**OBJECTIF 1:**
Convertissez en liste numérotée les lignes des enregistrements, du début de ceux-ci jusqu'à la ligne contenant « Give the mask of the glass facade. » comprise, sans reprendre les lignes vides.
**OBJECTIF 2:**
Poursuivez la critique de « Sourcellerie » là où elle s'arrête.

**EXTRAIT À LIRE:**
########
Critique publiée par Woland le 10-01-2007
Cinquième volume des "Annales du Disque-Monde", "Sourcellerie", que j'avais ici injustement méconnu, je l'avoue à ma grande honte, aurait pu se sous-titrer : "Comment Rincevent le Maje (sic) sauva le Disque-Monde." C'est en effet ce mage dont l'incompétence est célèbre du Moyeu jusqu'au Rebord (et vice versa) que l'on retrouve en vedette de ce volume, occupant pour l'instant le poste assez envié d'assistant du bibliothécaire de l'Université de l'Invisible - celui qu'une trop grosse charge de magie a transformé en orang-outang.
Mais quand commence notre histoire, les livres semblent pris d'une crise non de folie mais de pure terreur. Le bibliothécaire lui-même entreprend de se retirer dans son coin, sous le bureau, avec une couverture par-dessus la tête et il faut toute la persuasion de Rincevent, lui-même assez inquiet de voir les clous et les ferrures des portes sauter toutes seules dans le vide et les matelas des chambres se carapater dans la nature, soutenus par des armées de punaises prises de panique, pour que l'anthropoïde accepte d'accompagner son assistant au rendez-vous de tous les soiffards d'Ankh-Morpork : "Le Tambour Rafistolé", avec son troll "éjecteur", Détritus, qui veille à la porte.
########
Enregistrements issus d'un jeu de données d'annotation:
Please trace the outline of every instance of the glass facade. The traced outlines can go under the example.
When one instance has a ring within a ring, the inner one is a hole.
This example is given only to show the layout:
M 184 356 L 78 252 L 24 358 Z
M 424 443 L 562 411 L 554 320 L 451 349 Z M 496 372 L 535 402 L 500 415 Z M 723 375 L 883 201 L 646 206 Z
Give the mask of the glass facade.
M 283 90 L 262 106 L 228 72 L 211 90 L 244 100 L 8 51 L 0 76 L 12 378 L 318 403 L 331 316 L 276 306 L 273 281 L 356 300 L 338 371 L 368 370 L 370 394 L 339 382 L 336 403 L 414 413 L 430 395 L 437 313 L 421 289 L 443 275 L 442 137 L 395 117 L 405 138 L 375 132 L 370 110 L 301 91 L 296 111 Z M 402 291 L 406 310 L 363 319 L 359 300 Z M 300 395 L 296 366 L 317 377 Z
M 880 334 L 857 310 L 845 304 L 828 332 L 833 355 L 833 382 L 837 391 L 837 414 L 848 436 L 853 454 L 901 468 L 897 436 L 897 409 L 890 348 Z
########
**RÉSULTAT 1:**
1. Please trace the outline of every instance of the glass facade. The traced outlines can go under the example.
2. When one instance has a ring within a ring, the inner one is a hole.
3. This example is given only to show the layout:
4. M 184 356 L 78 252 L 24 358 Z
5. M 424 443 L 562 411 L 554 320 L 451 349 Z M 496 372 L 535 402 L 500 415 Z M 723 375 L 883 201 L 646 206 Z
6. Give the mask of the glass facade.

**RÉSULTAT 2:**
Les lecteurs de "La Huitième couleur/Le Huitième sortilège" se rappelleront que c'est dans ce haut lieu de la vie sociale ankh-morporkienne que Rincevent, quelques années plus tôt, avait rencontré Desfleurs, l'Agatéen et, partant, l'ineffable Bagage, le tout avant de se lancer dans une série d'aventures rocambolesques. Ils ne s'étonneront donc pas de voir Pratchett reprendre le même procédé pour l'y faire cette fois rencontrer Conina, membre de la Guilde des Voleurs de la Ville et fille du célèbre Cohen le Barbare, qu'une voix aussi puissante que strictement intérieure a amenée à voler le chapeau de l'Archichancelier de l'Université de l'Invisible.
Ce chapeau qui, en apparence, possède tous les défauts des chapeaux de mages - à savoir : mauvais goût, cabochons en tous genres, suffisance et pouvoirs magiques ici d'autant plus développés que l'objet en question a coiffé tous les Archichanceliers de l'Université depuis sa création par Alberto Malik - est aux mages d'Ankh-Morpork ce que leur couronne est aux monarques de Lancre : le Symbole de la Souveraineté. Doué d'autant de vie que le "Choipeau Magique" qui s'anime dans "Harry Potter", ce chapeau-là n'entend pas être coiffé par n'importe qui - et surtout pas par un sourcelier.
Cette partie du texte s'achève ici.